**Work to do**
Print the line that contains "blazer, each point like" and every line after it through the last line of the records below, exactly as written and nothing else.

**Input rows**
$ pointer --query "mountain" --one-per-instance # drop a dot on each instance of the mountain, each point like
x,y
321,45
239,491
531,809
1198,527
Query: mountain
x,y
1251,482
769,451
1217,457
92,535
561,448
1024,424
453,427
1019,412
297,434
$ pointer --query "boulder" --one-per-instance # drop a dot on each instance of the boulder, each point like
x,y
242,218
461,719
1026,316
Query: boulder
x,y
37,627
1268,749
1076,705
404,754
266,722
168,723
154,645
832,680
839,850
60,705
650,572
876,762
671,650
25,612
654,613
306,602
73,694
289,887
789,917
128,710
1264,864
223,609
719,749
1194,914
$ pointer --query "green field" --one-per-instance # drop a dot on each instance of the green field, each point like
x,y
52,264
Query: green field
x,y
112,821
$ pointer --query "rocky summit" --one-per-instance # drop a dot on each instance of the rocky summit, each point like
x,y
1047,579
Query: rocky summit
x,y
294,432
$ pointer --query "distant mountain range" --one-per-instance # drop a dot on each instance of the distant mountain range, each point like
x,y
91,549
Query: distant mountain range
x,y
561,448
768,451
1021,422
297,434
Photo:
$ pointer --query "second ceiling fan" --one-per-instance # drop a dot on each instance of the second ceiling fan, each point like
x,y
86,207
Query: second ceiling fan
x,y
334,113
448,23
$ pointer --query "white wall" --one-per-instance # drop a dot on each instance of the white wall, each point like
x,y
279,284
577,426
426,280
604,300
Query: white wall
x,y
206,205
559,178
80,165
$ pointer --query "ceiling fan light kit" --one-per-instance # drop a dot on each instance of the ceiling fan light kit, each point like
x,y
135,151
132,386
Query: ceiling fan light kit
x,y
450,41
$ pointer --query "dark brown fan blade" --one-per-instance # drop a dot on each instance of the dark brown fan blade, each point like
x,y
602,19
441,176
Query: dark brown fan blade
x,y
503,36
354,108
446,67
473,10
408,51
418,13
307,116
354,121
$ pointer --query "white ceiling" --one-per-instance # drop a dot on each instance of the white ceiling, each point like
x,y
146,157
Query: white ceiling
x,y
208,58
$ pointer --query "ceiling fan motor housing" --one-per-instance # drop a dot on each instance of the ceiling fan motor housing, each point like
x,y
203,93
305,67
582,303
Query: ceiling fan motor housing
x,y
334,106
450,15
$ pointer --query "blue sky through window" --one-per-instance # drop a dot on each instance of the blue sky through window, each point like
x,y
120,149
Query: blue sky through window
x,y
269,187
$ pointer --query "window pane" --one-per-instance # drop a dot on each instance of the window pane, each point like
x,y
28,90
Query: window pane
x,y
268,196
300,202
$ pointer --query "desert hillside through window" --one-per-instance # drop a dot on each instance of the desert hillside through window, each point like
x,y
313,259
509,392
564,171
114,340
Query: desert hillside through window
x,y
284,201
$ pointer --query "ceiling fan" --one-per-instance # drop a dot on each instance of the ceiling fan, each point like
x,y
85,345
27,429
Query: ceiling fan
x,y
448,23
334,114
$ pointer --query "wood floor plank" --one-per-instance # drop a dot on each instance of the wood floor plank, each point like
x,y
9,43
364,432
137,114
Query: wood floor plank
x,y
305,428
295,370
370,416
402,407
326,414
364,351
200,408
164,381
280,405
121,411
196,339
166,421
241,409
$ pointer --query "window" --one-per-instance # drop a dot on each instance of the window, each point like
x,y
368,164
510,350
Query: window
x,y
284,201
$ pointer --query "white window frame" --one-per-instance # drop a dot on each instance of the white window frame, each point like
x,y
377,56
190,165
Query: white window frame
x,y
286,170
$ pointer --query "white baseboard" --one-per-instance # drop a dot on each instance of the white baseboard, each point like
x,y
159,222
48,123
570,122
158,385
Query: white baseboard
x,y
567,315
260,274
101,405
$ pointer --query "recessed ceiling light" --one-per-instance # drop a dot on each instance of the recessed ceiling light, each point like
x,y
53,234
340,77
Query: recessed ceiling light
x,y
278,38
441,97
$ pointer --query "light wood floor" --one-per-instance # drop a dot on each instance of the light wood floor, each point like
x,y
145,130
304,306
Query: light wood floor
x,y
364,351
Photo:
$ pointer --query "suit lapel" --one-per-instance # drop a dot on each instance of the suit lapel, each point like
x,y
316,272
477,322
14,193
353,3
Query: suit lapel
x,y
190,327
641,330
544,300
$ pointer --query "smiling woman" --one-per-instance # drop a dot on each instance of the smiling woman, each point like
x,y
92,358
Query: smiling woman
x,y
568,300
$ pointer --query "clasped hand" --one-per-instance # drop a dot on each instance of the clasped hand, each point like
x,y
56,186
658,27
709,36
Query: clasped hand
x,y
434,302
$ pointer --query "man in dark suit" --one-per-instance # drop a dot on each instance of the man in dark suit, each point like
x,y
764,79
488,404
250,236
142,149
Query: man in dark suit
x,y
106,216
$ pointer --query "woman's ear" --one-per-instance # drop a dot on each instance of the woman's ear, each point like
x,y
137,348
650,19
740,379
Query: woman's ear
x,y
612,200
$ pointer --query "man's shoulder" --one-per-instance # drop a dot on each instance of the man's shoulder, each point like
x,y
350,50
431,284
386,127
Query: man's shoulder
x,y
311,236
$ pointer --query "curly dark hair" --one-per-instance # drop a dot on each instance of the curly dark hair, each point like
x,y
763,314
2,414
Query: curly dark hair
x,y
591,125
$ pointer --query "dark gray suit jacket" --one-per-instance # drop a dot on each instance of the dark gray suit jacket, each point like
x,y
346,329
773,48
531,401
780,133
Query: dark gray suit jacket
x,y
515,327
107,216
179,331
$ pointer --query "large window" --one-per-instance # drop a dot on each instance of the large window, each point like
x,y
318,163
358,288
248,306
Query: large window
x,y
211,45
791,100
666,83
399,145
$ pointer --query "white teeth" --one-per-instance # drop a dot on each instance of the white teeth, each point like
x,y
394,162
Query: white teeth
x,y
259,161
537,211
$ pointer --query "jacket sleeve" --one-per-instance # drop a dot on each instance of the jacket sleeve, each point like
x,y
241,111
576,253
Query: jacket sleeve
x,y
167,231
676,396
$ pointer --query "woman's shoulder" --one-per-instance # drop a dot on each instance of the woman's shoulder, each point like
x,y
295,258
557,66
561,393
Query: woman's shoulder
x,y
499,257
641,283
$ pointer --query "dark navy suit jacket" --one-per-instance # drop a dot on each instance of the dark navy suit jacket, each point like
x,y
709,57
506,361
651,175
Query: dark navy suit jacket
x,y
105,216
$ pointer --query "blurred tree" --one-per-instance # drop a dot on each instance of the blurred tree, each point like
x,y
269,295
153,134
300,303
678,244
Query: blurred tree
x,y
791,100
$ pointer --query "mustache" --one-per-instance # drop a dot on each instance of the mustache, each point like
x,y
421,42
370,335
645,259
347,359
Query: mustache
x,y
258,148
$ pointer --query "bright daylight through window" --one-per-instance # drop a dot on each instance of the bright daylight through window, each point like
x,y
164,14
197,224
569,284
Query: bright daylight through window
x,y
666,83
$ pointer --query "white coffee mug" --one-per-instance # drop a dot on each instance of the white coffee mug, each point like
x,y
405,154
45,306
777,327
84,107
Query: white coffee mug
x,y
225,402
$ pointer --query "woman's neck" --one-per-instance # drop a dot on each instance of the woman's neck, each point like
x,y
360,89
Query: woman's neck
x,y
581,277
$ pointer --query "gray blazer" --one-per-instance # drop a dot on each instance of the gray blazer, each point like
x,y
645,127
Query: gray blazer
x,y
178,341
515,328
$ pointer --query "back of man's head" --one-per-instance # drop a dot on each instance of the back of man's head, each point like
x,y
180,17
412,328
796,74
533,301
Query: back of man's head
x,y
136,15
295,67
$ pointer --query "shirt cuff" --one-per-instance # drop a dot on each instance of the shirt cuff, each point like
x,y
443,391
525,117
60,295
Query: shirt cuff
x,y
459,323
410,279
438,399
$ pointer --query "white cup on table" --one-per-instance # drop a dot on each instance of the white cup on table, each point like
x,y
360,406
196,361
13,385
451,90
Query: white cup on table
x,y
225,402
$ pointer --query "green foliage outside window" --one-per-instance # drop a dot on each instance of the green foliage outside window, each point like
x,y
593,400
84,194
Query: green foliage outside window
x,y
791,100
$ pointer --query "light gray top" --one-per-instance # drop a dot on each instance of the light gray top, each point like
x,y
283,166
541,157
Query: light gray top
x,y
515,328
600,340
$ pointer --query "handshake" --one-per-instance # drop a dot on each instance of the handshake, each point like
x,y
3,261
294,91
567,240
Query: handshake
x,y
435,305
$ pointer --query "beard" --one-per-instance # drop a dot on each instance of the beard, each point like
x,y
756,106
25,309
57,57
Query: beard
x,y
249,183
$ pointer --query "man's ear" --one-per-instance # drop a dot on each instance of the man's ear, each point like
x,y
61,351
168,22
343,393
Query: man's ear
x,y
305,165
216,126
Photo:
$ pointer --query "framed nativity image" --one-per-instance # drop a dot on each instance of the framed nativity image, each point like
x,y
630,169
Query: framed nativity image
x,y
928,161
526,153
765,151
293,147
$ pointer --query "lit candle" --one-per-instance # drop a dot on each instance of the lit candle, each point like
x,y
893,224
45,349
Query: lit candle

**Result of the exercise**
$ pointer --query "gray blazer" --one-per-instance # drop a dot on each instance of the gray blazer, each point like
x,y
645,127
Query: gray blazer
x,y
178,341
515,328
$ pointer --query "back of man's head" --one-per-instance # drop a dot on each instance of the back of man's head, each point like
x,y
180,17
412,328
796,74
533,301
Query: back of man's head
x,y
136,15
295,67
$ pointer --query "shirt cuff" --one-per-instance # drop a dot on each instance of the shirt cuff, each point like
x,y
443,391
525,117
60,295
Query: shirt cuff
x,y
459,323
410,279
438,399
$ pointer --query "white cup on table" --one-per-instance # drop a dot on each instance of the white cup on table, each point like
x,y
360,406
196,361
13,385
451,90
Query: white cup on table
x,y
225,402
$ pointer --query "green foliage outside window" --one-per-instance # drop a dot on each instance of the green foliage outside window, each point like
x,y
593,400
84,194
Query: green foliage outside window
x,y
791,100
$ pointer --query "light gray top" --one-per-instance # drop a dot on each instance of the light gray top, each point like
x,y
283,166
541,157
Query: light gray top
x,y
515,328
600,340
$ pointer --query "handshake" --one-per-instance # drop a dot on each instance of the handshake, each point like
x,y
3,261
294,91
567,240
Query: handshake
x,y
435,305
$ pointer --query "beard" --one-per-instance # drop a dot on each instance of the beard, each point like
x,y
756,106
25,309
57,57
Query: beard
x,y
249,183
$ pointer --query "man's ear" --one-per-instance # drop a dot on each instance of the man's ear, each point like
x,y
61,351
168,22
343,393
Query: man's ear
x,y
305,165
216,126
Photo:
$ pointer --query "framed nativity image" --one-per-instance # drop a dot on each instance of the framed nativity image, each point like
x,y
630,169
Query: framed nativity image
x,y
928,161
526,153
765,151
293,147
$ pointer --query "lit candle" --one-per-instance # drop a dot on each instance of the lit candle, each point like
x,y
893,224
45,349
Query: lit candle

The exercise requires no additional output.